*Materials provided*.

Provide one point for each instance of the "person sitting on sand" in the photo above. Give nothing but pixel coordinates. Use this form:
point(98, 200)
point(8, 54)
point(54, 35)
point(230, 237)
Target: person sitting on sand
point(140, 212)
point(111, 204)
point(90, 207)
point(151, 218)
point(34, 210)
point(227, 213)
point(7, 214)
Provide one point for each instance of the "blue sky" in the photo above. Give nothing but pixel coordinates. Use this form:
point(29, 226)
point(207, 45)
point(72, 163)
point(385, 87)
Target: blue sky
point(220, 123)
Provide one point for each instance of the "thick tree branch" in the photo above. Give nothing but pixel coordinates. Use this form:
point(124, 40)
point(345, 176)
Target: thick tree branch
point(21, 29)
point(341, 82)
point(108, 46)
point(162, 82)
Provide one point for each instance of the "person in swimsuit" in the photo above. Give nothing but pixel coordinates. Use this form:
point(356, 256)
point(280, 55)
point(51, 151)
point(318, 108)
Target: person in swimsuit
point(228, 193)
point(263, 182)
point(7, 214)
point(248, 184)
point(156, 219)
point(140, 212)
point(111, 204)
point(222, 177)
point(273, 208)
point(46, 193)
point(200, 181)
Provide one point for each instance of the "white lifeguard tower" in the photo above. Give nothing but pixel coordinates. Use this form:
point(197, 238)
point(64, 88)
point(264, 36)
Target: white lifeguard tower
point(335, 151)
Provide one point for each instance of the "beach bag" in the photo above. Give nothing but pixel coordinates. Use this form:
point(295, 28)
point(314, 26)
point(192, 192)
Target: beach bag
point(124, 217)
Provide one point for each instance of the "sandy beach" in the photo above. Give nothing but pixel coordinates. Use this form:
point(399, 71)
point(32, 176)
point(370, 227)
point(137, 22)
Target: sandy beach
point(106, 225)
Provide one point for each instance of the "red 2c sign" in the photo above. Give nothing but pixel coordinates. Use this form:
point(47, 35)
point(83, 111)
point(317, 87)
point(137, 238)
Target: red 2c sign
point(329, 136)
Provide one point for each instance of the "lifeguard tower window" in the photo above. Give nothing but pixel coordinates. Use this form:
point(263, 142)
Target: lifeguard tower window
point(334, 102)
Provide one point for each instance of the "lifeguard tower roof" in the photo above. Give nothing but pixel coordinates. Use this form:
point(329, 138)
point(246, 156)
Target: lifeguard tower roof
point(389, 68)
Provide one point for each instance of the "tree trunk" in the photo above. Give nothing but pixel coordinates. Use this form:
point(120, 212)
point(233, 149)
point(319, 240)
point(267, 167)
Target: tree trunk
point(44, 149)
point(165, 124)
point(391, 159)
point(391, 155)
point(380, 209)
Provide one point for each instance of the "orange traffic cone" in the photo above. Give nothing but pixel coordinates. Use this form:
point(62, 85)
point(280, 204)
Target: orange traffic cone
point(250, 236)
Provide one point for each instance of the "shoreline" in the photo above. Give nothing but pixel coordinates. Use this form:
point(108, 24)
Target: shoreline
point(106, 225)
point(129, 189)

*Written exercise*. Each line must be given again exactly as written above.

*Final result*.
Provide one point for each instance of the "person sitting on sand" in the photo above. Give nothing but pixel coordinates. Use this form:
point(98, 200)
point(8, 54)
point(54, 35)
point(230, 237)
Target: person sitting on sand
point(140, 212)
point(111, 204)
point(90, 207)
point(151, 218)
point(34, 210)
point(227, 213)
point(7, 214)
Provide one point for each instance of the "blue sky" in the photo above. Give nothing but pixel coordinates. Use this form:
point(29, 226)
point(207, 45)
point(72, 163)
point(385, 87)
Target: blue sky
point(220, 123)
Provide one point for each instance of the "thick tree branch" in the photo above. Give nothing but pixel coordinates. Use this form:
point(124, 40)
point(345, 176)
Target: thick tree branch
point(21, 29)
point(341, 82)
point(108, 46)
point(162, 82)
Provide one point for each instance of the "person in swimsuit" in the photo above. Give nothing but pixel coordinates. Use this form:
point(356, 256)
point(280, 55)
point(51, 151)
point(318, 108)
Target: person in swimsuit
point(228, 193)
point(263, 182)
point(7, 214)
point(248, 184)
point(156, 219)
point(140, 212)
point(111, 204)
point(222, 177)
point(273, 208)
point(46, 193)
point(200, 181)
Provide one point for each instance of the "white lifeguard tower" in the photo above. Give nothing but pixel coordinates. Use this form:
point(197, 238)
point(64, 88)
point(264, 36)
Target: white lifeguard tower
point(335, 151)
Provide one point for each instance of the "beach bag" in the photo above. Give nothing but pixel coordinates. Use this form:
point(295, 28)
point(314, 26)
point(192, 192)
Target: beach bag
point(124, 217)
Provide one point for each instance of the "sandy beach" in the photo above. Give nothing but pixel coordinates. Use this form:
point(399, 71)
point(32, 176)
point(370, 227)
point(137, 22)
Target: sandy beach
point(106, 225)
Provide one point for each instance of the "red 2c sign" in the photo above. Give nothing but pixel coordinates. Use this form:
point(47, 35)
point(83, 111)
point(317, 87)
point(137, 238)
Target: red 2c sign
point(329, 136)
Provide one point for each instance of the "lifeguard tower window" in the photo above. Give nothing but pixel coordinates. Use this form:
point(263, 142)
Target: lifeguard tower window
point(334, 102)
Provide one point for each instance of the "lifeguard tower roof" in the photo above. Give nothing but pixel coordinates. Use this form:
point(329, 138)
point(246, 156)
Target: lifeguard tower roof
point(389, 68)
Provide one point for each instance of the "tree trunk" in the photo above. Give nothing but pixel coordinates. Use this form:
point(120, 212)
point(233, 149)
point(319, 240)
point(267, 167)
Target: tree trunk
point(44, 149)
point(165, 124)
point(391, 159)
point(391, 155)
point(380, 209)
Provide one point for each instance of the "orange traffic cone" in the photo above. Give nothing but pixel coordinates. Use this form:
point(62, 85)
point(280, 204)
Target: orange traffic cone
point(250, 236)
Provide one point for each instance of the "shoreline" in the photo above. Give nothing but pixel coordinates. Use this form:
point(108, 24)
Target: shoreline
point(106, 225)
point(129, 189)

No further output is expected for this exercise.